# DATA TO EXAMINE
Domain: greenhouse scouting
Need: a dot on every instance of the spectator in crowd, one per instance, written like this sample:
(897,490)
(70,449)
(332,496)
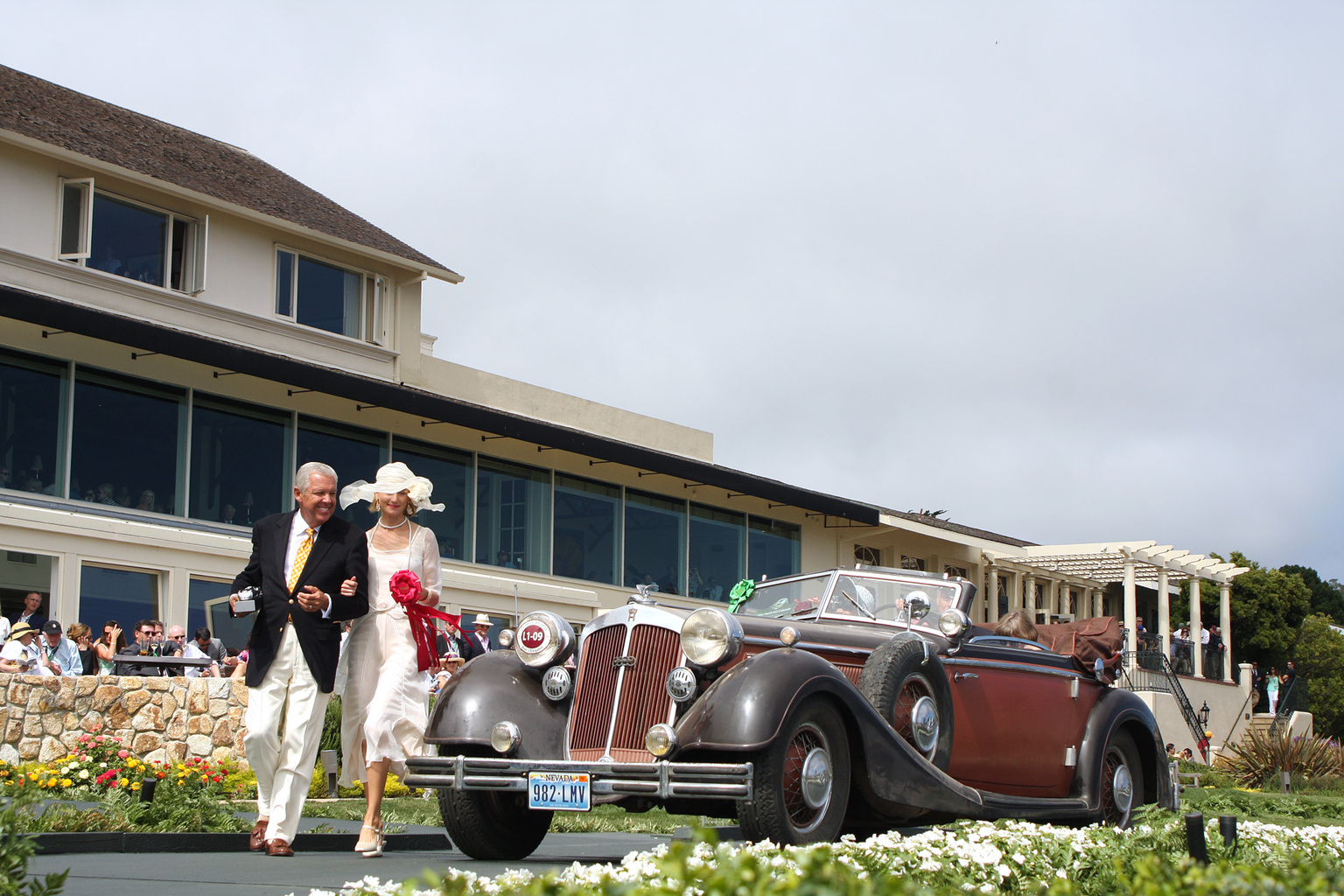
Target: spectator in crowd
(82,635)
(60,652)
(20,652)
(32,612)
(112,642)
(127,664)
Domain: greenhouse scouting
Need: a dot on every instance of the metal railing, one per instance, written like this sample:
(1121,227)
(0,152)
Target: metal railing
(1152,670)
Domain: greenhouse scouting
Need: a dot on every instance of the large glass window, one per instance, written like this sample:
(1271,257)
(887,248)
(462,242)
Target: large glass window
(30,424)
(512,514)
(330,298)
(654,542)
(773,549)
(127,439)
(20,575)
(207,605)
(588,527)
(451,472)
(718,552)
(355,454)
(130,240)
(238,469)
(117,595)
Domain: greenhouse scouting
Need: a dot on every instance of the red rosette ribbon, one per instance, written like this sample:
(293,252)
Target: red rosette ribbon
(406,590)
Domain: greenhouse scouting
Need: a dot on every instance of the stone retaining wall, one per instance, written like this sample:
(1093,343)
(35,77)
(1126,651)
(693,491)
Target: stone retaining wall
(158,719)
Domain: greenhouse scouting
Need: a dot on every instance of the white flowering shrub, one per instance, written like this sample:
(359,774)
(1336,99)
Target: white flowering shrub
(962,858)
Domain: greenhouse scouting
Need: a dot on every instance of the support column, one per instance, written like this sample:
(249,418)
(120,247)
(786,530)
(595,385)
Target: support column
(1164,612)
(990,592)
(1130,605)
(1225,622)
(1196,648)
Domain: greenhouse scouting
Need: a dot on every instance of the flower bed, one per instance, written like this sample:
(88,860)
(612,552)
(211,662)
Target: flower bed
(962,858)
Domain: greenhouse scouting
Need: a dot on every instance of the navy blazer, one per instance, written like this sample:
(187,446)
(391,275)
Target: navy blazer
(339,552)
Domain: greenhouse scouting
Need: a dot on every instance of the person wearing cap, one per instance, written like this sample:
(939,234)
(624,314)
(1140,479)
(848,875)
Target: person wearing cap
(20,652)
(479,641)
(385,707)
(60,653)
(296,570)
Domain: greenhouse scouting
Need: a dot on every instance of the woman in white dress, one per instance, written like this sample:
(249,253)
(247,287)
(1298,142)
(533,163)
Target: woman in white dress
(386,702)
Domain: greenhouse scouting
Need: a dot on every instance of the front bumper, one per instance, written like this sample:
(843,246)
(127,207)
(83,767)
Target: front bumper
(609,780)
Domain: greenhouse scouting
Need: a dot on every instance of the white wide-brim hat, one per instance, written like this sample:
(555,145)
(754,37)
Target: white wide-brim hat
(391,479)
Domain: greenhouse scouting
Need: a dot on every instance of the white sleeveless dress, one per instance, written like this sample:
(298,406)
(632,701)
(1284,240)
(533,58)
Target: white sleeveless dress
(386,700)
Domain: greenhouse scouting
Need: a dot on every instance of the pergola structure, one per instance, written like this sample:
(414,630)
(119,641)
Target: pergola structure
(1092,567)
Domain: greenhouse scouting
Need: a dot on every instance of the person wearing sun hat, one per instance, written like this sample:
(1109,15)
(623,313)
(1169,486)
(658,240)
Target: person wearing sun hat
(20,652)
(479,641)
(385,707)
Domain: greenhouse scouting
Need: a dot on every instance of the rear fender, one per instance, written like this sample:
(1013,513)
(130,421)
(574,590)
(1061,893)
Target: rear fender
(496,687)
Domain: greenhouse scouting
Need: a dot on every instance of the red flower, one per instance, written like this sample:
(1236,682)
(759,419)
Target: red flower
(405,586)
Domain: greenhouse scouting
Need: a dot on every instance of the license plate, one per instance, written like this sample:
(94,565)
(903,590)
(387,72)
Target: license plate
(558,790)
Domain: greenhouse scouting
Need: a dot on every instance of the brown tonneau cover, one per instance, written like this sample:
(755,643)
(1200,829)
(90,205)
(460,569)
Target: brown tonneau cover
(1086,641)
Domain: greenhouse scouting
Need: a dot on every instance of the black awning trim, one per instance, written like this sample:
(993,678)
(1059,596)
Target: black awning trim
(150,336)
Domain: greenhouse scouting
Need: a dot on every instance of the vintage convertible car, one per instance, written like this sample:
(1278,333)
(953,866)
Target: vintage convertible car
(845,700)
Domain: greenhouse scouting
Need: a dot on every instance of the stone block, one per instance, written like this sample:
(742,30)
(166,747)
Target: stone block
(145,742)
(52,750)
(105,696)
(66,693)
(148,719)
(19,690)
(135,700)
(198,699)
(176,727)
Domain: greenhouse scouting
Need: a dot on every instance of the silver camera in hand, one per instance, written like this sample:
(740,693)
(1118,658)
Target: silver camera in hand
(246,602)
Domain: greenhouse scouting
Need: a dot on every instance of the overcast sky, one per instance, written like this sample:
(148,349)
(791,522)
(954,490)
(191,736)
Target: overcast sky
(1068,271)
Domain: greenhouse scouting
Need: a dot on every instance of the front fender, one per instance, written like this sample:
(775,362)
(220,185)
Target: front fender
(496,687)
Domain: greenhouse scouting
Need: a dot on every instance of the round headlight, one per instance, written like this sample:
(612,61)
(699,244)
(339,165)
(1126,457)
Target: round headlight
(710,637)
(543,640)
(953,624)
(680,684)
(506,737)
(660,739)
(556,682)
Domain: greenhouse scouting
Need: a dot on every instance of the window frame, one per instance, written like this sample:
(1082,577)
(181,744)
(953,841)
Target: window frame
(192,250)
(374,290)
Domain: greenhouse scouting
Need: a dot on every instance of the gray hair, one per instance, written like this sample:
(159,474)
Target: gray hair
(305,474)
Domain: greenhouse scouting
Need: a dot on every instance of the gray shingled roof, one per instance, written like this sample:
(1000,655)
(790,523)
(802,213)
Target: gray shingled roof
(54,115)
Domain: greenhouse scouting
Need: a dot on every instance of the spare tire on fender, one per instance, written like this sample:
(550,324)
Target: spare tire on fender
(905,682)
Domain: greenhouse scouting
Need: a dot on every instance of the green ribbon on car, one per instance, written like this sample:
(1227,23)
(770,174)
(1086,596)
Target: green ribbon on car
(739,594)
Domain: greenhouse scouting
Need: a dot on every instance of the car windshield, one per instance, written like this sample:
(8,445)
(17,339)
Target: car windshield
(854,595)
(782,599)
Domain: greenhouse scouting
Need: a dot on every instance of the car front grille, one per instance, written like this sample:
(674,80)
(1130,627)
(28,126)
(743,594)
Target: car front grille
(631,692)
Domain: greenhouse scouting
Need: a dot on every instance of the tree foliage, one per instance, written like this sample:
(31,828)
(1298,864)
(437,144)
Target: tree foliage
(1326,597)
(1320,665)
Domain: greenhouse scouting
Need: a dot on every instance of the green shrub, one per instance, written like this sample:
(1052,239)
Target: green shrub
(1261,755)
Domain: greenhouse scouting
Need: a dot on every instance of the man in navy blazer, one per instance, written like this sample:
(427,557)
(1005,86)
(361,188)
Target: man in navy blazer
(295,644)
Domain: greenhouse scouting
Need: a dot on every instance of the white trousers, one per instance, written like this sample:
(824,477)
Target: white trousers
(284,767)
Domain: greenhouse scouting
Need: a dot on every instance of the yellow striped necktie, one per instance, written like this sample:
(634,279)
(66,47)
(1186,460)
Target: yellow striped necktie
(300,559)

# TASK INSTRUCTIONS
Please give all of the data again, exact and free of pictures.

# EXERCISE RESPONSE
Domain: greenhouse scouting
Need: a dot on every instance of the spectator in crowd, one per instance, written like this sample:
(897,490)
(70,449)
(332,496)
Target: spectator in crowd
(82,635)
(60,652)
(20,652)
(32,612)
(112,642)
(127,664)
Domain: greenhouse scouting
Need: a dot on every instance of the metal railing, one per instance, written like this sample:
(1121,227)
(0,152)
Target: metal railing
(1152,670)
Domain: greenhouse scouting
Need: a dot on every instance of the large glass window, one per instance, written like this sample:
(1271,257)
(887,248)
(462,242)
Target: large glass window
(30,424)
(512,514)
(330,298)
(654,542)
(773,549)
(127,439)
(20,575)
(207,605)
(588,527)
(451,472)
(718,552)
(355,454)
(130,240)
(238,469)
(117,595)
Domain: greenhouse scouting
Need: a dot on every instance of the red rosette ribbon, one per instance, written like this sample:
(293,252)
Target: red rosette ribbon
(406,590)
Domain: greenhouse scouting
Need: a dot on every instance of the stone retaining wall, one per instance, written like this sample:
(1093,343)
(35,77)
(1126,651)
(693,491)
Target: stone retaining wall
(158,719)
Domain: greenhouse scouting
Need: a dot on every instance of the white flowering shrub, one per instance, written like this sample:
(359,774)
(1336,99)
Target: white flowering shrub
(962,858)
Domain: greenhouse scouting
Need: a dot on every instance of the support column, one per instance, written like this sample:
(249,418)
(120,247)
(786,530)
(595,385)
Target: support column
(1164,612)
(990,592)
(1130,605)
(1225,622)
(1196,648)
Domain: greenhouse scouting
Need: a dot on every instance of the flower bed, one per instance, written like this sample:
(88,860)
(612,552)
(211,662)
Target: flower bed
(962,858)
Domain: greenhouse scouting
Need: a dot on every instance of the navy blazer, one per instance, written like this sample:
(187,446)
(391,275)
Target: navy blazer
(339,552)
Domain: greenhouse scouting
Need: a dot on every instance of the person wearing cap, one per instance, written like this sample:
(939,234)
(624,314)
(1140,479)
(848,875)
Target: person wearing cap
(20,652)
(479,641)
(385,707)
(60,653)
(296,570)
Domain: greenhouse scouting
Need: a dot on every instance of the woman in white dress, one per instance, written like this sample:
(249,253)
(247,287)
(1298,142)
(533,163)
Target: woman in white dress
(386,702)
Domain: greenhouse scouting
Need: a dot on every instance of the front bumper, one per instance, written like this sample:
(843,246)
(127,207)
(83,767)
Target: front bumper
(609,780)
Domain: greenhouse scouting
Need: a dot on every instance of the white wide-brim hat, one per instance, written like this sample:
(555,145)
(754,37)
Target: white wide-brim hat
(391,479)
Domain: greenhouse scouting
Need: a dot on every instance of the white sleeveless dress, one per instance, written like this sample:
(298,406)
(632,701)
(1284,240)
(533,58)
Target: white sleeveless dress
(386,700)
Domain: greenhouse scouting
Need: a dot on every instance of the pergola structure, one per instance, written like this sample:
(414,630)
(119,641)
Target: pergola structure
(1092,567)
Domain: greenhouse scouting
Need: a dot on every instance of the person wearing sun hat, one per instance, written like this sample:
(1109,15)
(623,313)
(1169,486)
(658,240)
Target: person wearing sun hat
(20,652)
(479,641)
(385,707)
Domain: greenhouse scouting
Need: a dot on every instance of the rear fender, one per instance, written like this sample:
(1013,513)
(130,421)
(574,590)
(1061,893)
Target: rear fender
(496,687)
Domain: greenhouse scouting
Need: a dot on every instance of the red flower, one per instance, written like this sample:
(1236,682)
(759,419)
Target: red flower
(405,586)
Domain: greenhouse scouting
Need: a dot on every instance of the license plate, one per instance, written like this sample:
(94,565)
(903,590)
(387,72)
Target: license plate
(558,790)
Domain: greenhouse scouting
Need: a dot on every instance of the brown tonneau cover, one per instance, written like this sample:
(755,643)
(1200,829)
(90,205)
(460,569)
Target: brown tonneau cover
(1086,641)
Domain: greenhouse scouting
Need: a dot on every instance of the black awning trim, one per instance, written like this sample:
(993,678)
(1059,596)
Target: black awning trim
(150,336)
Domain: greenhouse scouting
Need: a dot on every instance of the vintage convertible car, one per instance, written like this sample:
(1278,333)
(953,866)
Target: vintage convertible car
(845,700)
Domain: greenhouse scouting
Need: a dot on every instance of the stone block, one per instance, written like this sample:
(742,30)
(166,747)
Target: stone block
(145,742)
(52,750)
(105,696)
(66,693)
(148,719)
(19,690)
(135,700)
(198,699)
(176,727)
Domain: greenhouse scouting
Need: a dot on every instance of the silver camera in hand, one per instance, written like this sample:
(740,693)
(1118,658)
Target: silver camera in hand
(246,602)
Domain: greenhouse scouting
Need: a dot on every instance of the overcast sky, one per instance, written like this sample:
(148,349)
(791,522)
(954,490)
(191,736)
Target: overcast sky
(1068,271)
Domain: greenhouse scouting
Need: a dot on every instance of the front fender, one per instance, written like this sample:
(775,362)
(220,185)
Target: front fender
(496,687)
Domain: greenhouse scouting
Need: a dot on every instance of the round headlight, one per instance, written like this sample:
(612,61)
(699,244)
(339,165)
(1126,457)
Target: round headlight
(710,637)
(543,640)
(953,624)
(680,684)
(506,737)
(660,739)
(556,682)
Domain: greenhouse scouting
Need: a dot on every instance of the window frame, one per instance, written like this sample:
(1082,577)
(181,744)
(953,841)
Target: window frame
(192,250)
(374,290)
Domain: greenhouse scouting
Need: a dot on every instance of the gray hair, one per instance, written like this sample:
(159,474)
Target: gray hair
(305,474)
Domain: greenhouse scouting
Need: a dot on every instance of the gray shingled roof, one per instance, written like this sample:
(1000,655)
(790,523)
(802,213)
Target: gray shingled roof
(54,115)
Domain: greenhouse scouting
Need: a dot on every instance of the spare tire on fender, one per instance, written like this sample:
(550,324)
Target: spare tire on fender
(905,682)
Domain: greenhouse scouting
Need: a dot on every instance of the green ribbon on car, one per instance, written like this sample:
(1227,23)
(770,174)
(1086,596)
Target: green ribbon on car
(739,594)
Domain: greenhouse scouting
Need: a dot on every instance of the car windshield, one per instance, written like this sample:
(8,445)
(17,339)
Target: car windshield
(854,595)
(782,599)
Domain: greenhouse scouting
Need: a dot on every instance of the car front grille, one per instance, written like this sample:
(674,80)
(1130,627)
(28,126)
(743,594)
Target: car front grille
(631,692)
Domain: greenhouse scouting
Need: a dot on every instance of the tree foliage, one per instance, written like this sample:
(31,828)
(1298,864)
(437,144)
Target: tree foliage
(1326,597)
(1320,665)
Domain: greenhouse scouting
Need: a dot on every instance of the green shrub, one per instance, written like this sample:
(1052,239)
Target: green shrub
(1261,755)
Domain: greenhouse scouting
Need: a dot on every instance of the man in navy blazer, one per instance, written like this sample:
(427,557)
(1005,86)
(361,188)
Target: man in navy blazer
(295,644)
Domain: greenhouse scouting
Need: a dot on every instance of the white trousers, one per instance, written like this sample:
(824,477)
Target: white trousers
(284,767)
Domain: greenhouse scouting
Need: a dot on every instance of the yellow striped necktie, one per instance, written like this sample:
(634,279)
(66,47)
(1186,460)
Target: yellow striped necktie
(300,559)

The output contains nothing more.